- REQUIREMENT -
Count how many lines of the records below contain the word "covered". Reply with the number alone.

- RECORDS FOR THIS EXERCISE -
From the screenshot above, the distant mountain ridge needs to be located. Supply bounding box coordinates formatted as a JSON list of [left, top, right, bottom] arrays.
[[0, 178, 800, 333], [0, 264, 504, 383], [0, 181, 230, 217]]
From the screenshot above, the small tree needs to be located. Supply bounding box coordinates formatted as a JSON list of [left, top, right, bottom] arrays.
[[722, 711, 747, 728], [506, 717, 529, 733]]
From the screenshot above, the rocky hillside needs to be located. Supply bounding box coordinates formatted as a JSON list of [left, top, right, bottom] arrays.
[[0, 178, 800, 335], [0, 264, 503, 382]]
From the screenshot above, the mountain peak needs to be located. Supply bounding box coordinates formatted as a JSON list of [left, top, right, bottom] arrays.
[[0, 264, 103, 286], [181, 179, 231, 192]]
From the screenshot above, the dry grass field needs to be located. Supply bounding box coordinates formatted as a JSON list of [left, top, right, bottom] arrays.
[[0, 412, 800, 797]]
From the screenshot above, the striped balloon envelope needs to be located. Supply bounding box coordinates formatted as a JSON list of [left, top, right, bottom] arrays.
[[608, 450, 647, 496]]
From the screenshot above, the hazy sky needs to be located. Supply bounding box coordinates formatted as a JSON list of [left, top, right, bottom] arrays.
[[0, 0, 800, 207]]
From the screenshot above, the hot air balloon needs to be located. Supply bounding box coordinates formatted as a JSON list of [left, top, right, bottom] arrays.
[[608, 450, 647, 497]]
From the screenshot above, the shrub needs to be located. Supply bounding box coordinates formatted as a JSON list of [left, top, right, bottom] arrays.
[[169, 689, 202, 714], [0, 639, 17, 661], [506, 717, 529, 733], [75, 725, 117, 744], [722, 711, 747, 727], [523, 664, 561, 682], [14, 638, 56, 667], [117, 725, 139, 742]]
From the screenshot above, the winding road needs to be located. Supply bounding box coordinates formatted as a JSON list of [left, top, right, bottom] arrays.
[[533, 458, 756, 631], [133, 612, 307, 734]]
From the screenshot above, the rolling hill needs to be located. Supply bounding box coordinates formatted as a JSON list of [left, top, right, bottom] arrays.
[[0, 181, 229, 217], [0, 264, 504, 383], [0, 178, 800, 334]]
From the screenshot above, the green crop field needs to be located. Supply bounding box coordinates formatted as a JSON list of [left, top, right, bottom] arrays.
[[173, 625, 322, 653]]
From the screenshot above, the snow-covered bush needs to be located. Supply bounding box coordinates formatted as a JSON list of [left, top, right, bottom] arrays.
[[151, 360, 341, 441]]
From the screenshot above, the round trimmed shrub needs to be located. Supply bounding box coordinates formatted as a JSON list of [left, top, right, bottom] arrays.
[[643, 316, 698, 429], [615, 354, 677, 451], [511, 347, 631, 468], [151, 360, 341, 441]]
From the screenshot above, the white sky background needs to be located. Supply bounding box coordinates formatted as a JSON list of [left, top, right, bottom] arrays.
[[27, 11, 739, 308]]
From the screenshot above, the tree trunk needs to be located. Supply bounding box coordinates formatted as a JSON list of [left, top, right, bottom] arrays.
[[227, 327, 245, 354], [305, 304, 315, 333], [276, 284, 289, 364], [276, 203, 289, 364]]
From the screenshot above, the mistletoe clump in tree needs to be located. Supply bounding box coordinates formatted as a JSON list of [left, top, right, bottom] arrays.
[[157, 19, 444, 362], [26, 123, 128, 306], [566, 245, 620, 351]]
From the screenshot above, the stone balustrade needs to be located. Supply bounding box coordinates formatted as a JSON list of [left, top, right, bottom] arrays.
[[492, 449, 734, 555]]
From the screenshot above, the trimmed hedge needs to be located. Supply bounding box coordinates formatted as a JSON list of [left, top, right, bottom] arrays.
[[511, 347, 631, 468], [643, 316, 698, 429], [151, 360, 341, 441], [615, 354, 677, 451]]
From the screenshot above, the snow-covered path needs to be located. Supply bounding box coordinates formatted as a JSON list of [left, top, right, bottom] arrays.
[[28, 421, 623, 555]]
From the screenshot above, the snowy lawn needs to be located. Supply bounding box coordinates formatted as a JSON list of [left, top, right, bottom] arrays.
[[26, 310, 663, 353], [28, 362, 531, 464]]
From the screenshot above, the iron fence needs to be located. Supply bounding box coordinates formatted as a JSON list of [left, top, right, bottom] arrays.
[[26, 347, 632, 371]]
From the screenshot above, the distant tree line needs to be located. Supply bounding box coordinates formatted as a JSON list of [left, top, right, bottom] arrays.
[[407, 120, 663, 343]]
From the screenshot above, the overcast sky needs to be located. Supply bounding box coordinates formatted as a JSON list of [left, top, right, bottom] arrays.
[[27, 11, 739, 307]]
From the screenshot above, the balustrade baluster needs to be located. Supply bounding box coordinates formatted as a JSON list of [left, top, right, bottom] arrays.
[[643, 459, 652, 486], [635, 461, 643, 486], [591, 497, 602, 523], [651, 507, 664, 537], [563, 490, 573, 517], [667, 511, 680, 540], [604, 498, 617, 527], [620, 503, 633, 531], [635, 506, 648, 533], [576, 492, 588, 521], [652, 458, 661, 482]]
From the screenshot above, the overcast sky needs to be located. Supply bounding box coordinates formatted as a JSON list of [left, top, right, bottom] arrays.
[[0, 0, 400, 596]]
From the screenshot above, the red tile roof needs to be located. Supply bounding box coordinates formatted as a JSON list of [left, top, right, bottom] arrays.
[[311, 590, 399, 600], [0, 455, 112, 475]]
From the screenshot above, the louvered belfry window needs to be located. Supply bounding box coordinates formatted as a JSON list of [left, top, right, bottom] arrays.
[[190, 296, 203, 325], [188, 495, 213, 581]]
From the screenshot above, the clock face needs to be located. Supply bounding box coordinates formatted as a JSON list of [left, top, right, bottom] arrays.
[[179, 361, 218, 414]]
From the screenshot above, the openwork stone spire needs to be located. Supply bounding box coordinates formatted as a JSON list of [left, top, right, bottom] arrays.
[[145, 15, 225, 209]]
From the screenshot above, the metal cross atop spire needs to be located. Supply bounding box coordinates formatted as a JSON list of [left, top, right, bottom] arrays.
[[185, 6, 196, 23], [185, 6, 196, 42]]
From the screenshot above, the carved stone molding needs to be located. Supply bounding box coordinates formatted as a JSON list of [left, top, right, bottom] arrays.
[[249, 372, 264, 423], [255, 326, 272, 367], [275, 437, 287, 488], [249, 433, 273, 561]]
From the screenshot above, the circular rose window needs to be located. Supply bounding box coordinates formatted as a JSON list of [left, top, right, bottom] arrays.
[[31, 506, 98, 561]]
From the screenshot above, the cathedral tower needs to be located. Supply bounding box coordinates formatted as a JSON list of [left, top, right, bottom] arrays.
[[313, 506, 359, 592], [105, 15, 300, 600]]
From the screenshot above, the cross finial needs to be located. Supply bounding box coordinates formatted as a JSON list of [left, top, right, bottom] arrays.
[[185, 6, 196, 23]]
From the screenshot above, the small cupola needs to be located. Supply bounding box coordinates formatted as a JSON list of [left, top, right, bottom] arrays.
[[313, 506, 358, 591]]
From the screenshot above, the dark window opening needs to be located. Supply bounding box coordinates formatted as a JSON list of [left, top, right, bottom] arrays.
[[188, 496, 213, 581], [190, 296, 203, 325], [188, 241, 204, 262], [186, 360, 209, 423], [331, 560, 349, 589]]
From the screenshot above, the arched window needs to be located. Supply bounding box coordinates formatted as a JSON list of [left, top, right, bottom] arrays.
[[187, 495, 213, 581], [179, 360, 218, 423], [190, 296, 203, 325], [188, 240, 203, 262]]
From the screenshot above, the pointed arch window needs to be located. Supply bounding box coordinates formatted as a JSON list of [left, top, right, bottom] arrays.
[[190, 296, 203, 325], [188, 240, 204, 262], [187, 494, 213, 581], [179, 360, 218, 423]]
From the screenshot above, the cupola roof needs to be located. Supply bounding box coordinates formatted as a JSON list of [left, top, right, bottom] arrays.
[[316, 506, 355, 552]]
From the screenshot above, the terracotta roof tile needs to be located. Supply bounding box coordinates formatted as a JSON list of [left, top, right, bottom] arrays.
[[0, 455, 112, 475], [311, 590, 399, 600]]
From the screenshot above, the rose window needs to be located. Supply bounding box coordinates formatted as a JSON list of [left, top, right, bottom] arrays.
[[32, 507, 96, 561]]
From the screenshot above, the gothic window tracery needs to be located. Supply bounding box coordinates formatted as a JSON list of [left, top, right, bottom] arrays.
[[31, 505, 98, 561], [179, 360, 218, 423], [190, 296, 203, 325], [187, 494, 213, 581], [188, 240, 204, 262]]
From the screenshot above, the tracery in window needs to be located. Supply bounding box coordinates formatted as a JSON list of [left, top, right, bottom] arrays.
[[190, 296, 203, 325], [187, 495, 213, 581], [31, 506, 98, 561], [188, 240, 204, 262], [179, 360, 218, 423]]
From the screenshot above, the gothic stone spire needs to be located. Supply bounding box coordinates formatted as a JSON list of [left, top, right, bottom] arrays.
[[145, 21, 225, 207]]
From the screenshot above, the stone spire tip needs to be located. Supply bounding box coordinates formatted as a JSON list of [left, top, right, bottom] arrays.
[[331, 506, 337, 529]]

- RESULT OF THIS TASK -
2